- _Data section_:
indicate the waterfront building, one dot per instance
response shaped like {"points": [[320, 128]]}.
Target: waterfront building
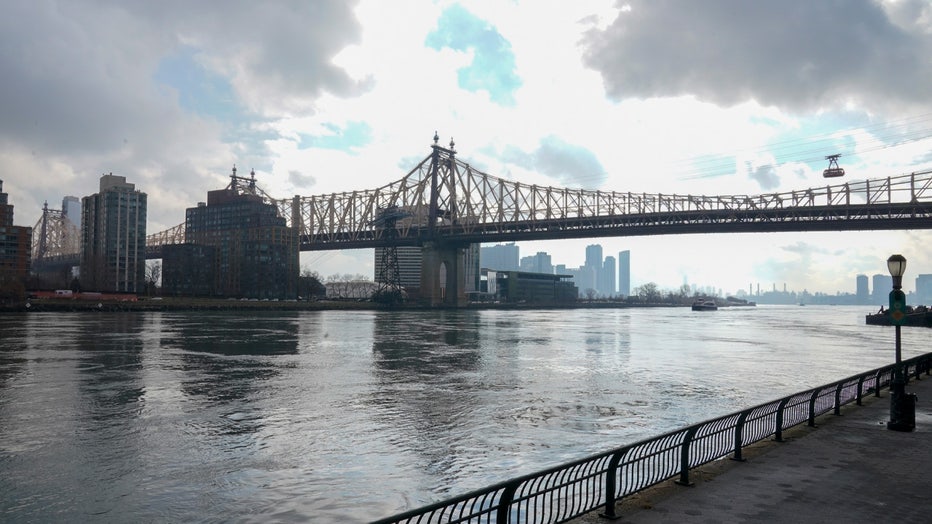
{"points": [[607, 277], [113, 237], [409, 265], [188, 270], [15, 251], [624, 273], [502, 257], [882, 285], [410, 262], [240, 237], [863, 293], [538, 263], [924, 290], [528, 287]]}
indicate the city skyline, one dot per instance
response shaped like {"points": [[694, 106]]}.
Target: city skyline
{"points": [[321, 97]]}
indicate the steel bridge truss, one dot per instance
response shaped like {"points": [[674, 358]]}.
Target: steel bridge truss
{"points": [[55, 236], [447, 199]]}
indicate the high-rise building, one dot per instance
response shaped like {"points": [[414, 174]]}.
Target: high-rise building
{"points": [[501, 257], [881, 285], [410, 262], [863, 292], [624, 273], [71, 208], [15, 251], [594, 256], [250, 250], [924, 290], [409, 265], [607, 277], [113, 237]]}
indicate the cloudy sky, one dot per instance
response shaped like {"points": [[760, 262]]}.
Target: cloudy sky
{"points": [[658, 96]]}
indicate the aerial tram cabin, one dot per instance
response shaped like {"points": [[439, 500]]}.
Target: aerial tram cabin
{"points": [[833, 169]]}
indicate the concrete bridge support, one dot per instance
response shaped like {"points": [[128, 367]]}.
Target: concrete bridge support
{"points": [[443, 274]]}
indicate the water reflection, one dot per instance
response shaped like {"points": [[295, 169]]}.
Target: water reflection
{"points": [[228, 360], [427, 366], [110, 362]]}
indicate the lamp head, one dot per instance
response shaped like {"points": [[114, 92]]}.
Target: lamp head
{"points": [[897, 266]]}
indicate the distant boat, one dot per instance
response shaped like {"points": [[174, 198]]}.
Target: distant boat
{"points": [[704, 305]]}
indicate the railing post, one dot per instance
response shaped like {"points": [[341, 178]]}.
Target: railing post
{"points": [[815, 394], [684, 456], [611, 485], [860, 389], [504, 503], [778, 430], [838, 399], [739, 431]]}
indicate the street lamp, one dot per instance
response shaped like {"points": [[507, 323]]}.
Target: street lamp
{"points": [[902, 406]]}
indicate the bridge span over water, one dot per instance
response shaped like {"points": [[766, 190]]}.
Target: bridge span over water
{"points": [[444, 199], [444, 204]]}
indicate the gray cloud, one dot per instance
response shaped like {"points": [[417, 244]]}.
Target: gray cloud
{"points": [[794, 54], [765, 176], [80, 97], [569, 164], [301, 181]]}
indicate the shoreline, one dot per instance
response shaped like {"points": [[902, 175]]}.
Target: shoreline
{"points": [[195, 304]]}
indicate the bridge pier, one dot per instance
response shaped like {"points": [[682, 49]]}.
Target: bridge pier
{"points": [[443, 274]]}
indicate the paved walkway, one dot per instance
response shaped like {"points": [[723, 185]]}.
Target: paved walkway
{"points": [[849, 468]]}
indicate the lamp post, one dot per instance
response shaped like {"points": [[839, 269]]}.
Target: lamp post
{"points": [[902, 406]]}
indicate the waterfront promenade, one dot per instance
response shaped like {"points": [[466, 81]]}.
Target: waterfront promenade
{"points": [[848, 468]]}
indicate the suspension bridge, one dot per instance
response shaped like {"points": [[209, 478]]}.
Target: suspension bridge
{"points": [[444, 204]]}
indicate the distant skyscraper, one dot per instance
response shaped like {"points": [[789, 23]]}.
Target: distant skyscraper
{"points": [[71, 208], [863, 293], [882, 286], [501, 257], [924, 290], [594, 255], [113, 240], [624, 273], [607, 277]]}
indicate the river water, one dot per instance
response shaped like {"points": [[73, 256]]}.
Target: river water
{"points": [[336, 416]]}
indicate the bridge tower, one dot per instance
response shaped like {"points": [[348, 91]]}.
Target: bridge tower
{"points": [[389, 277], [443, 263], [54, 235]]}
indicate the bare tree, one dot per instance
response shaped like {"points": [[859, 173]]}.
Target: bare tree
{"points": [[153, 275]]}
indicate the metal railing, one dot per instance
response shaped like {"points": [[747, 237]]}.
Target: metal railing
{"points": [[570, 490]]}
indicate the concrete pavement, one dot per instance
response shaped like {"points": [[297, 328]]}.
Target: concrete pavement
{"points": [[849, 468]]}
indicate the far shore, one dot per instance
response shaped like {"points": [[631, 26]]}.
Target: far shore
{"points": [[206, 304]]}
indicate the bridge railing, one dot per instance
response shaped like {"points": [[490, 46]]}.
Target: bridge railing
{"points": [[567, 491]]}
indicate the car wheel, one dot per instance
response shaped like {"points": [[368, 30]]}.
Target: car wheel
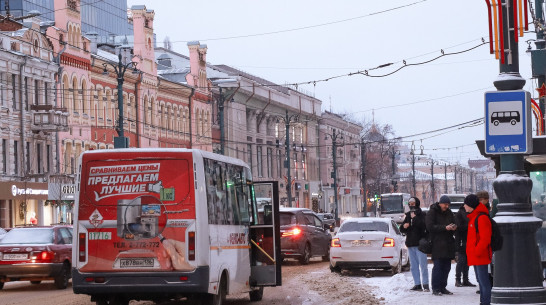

- _Work required_:
Extract all the data above exactly, excluding every picture.

- _Response to the exercise_:
indicate the waterfront building, one dot per instance
response shaped like {"points": [[320, 128]]}.
Target: waterfront building
{"points": [[607, 277], [113, 237], [409, 265], [188, 270], [15, 251], [624, 273], [502, 257], [882, 285], [410, 262], [240, 237], [863, 293], [538, 263], [924, 290], [528, 287]]}
indicate the city skyline, one dot per instance
response shaped like {"points": [[694, 106]]}.
Target: city skyline
{"points": [[321, 97]]}
indicate the steel bridge truss, one dot per instance
response shaped like {"points": [[674, 358]]}.
Target: steel bridge truss
{"points": [[55, 236], [447, 199]]}
indicate the high-rise building, one dot per instance
response shaped like {"points": [[414, 174]]}.
Target: high-rise building
{"points": [[501, 257], [881, 285], [410, 262], [863, 292], [624, 273], [71, 208], [15, 251], [594, 256], [250, 250], [924, 290], [409, 265], [607, 277], [113, 237]]}
indicate the cloudy sky, one dot per instance
response shaped like {"points": [[760, 262]]}.
Target: cloudy sky
{"points": [[658, 96]]}
indicate the aerial tram cabin, one dot per instance
response shaped like {"points": [[439, 500]]}.
Target: aerial tram cabin
{"points": [[833, 169]]}
indicate the concrete bridge support, one dot per instance
response shaped like {"points": [[128, 367]]}.
Target: concrete bridge support
{"points": [[443, 274]]}
indicate the water reflection, one dot per instance
response shaped like {"points": [[295, 169]]}.
Target: water reflection
{"points": [[228, 360], [427, 366], [110, 362]]}
indicate the lamp head, one dot per instance
response shaped like {"points": [[114, 92]]}.
Target: lamp head
{"points": [[897, 266]]}
indicate the distant boat, one dot per instance
response shaped like {"points": [[174, 198]]}.
Target: distant boat
{"points": [[704, 305]]}
indicate the railing post, one dot per instance
response shaped like {"points": [[341, 178]]}.
Target: railing post
{"points": [[815, 394], [684, 456], [611, 485], [860, 389], [504, 503], [778, 430], [838, 399], [739, 431]]}
indicate the street lamp, one dot per instance
response shaped like {"points": [[507, 323]]}.
Target: street lamp
{"points": [[902, 406]]}
indicate the bridge span over water, one dot per instance
response shaped like {"points": [[766, 190]]}.
Target: bridge span over water
{"points": [[444, 199], [444, 204]]}
indicate the gray cloud, one dot per instance
response shaped like {"points": [[417, 244]]}.
Target: gray cloud
{"points": [[794, 54], [765, 176], [80, 97], [569, 164], [301, 181]]}
indicate the shoreline, one dot per instance
response shaped like {"points": [[902, 175]]}.
Target: shoreline
{"points": [[195, 304]]}
indicate the bridge pier, one dot per instance
response shaped like {"points": [[682, 49]]}.
Target: bridge pier
{"points": [[443, 274]]}
indicate the paved walkway, one dot per instance
response shaped like {"points": [[723, 185]]}.
Target: paved walkway
{"points": [[849, 468]]}
indicate the lamp post, one dot per instance
response shaped like {"points": [[839, 269]]}.
Target: lamp post
{"points": [[902, 406]]}
indicate the waterfront promenade, one dot per instance
response shaped like {"points": [[466, 81]]}.
Target: waterfront promenade
{"points": [[848, 468]]}
indicate the suspension bridge, one dot per instance
response shaped like {"points": [[209, 478]]}.
Target: suspension bridge
{"points": [[444, 204]]}
indicate the distant skyscraper, one dot per instance
response shaped like {"points": [[789, 23]]}.
Target: distant skyscraper
{"points": [[71, 208], [863, 293], [882, 286], [501, 257], [924, 290], [594, 255], [113, 240], [624, 273], [607, 277]]}
indicate the river water, one dot per instance
response shaped like {"points": [[73, 256]]}.
Target: river water
{"points": [[336, 416]]}
indicate the bridge tower, one dot per instance
response shaped like {"points": [[348, 91]]}.
Target: bridge tower
{"points": [[389, 277], [443, 263], [54, 235]]}
indicate the bare tree, one dot per instance
response shaped like {"points": [[859, 173]]}.
Target: bare tree
{"points": [[153, 275]]}
indicate the metal railing, one dot per instance
response shaped like {"points": [[747, 237]]}.
Target: metal railing
{"points": [[570, 490]]}
indicate the concrete pavement, one dot per instance
response shaped like {"points": [[297, 328]]}.
Target: concrete pavement
{"points": [[849, 468]]}
indicate the far shore, one dot per instance
response shaped like {"points": [[631, 26]]}.
Target: far shore
{"points": [[206, 304]]}
indicate the bridge railing, one dot per instance
response shaped like {"points": [[490, 46]]}.
Target: bridge railing
{"points": [[567, 491]]}
indicate the car wheel, one dot per instance
response shaped like {"points": [[368, 30]]}.
Target: car wheel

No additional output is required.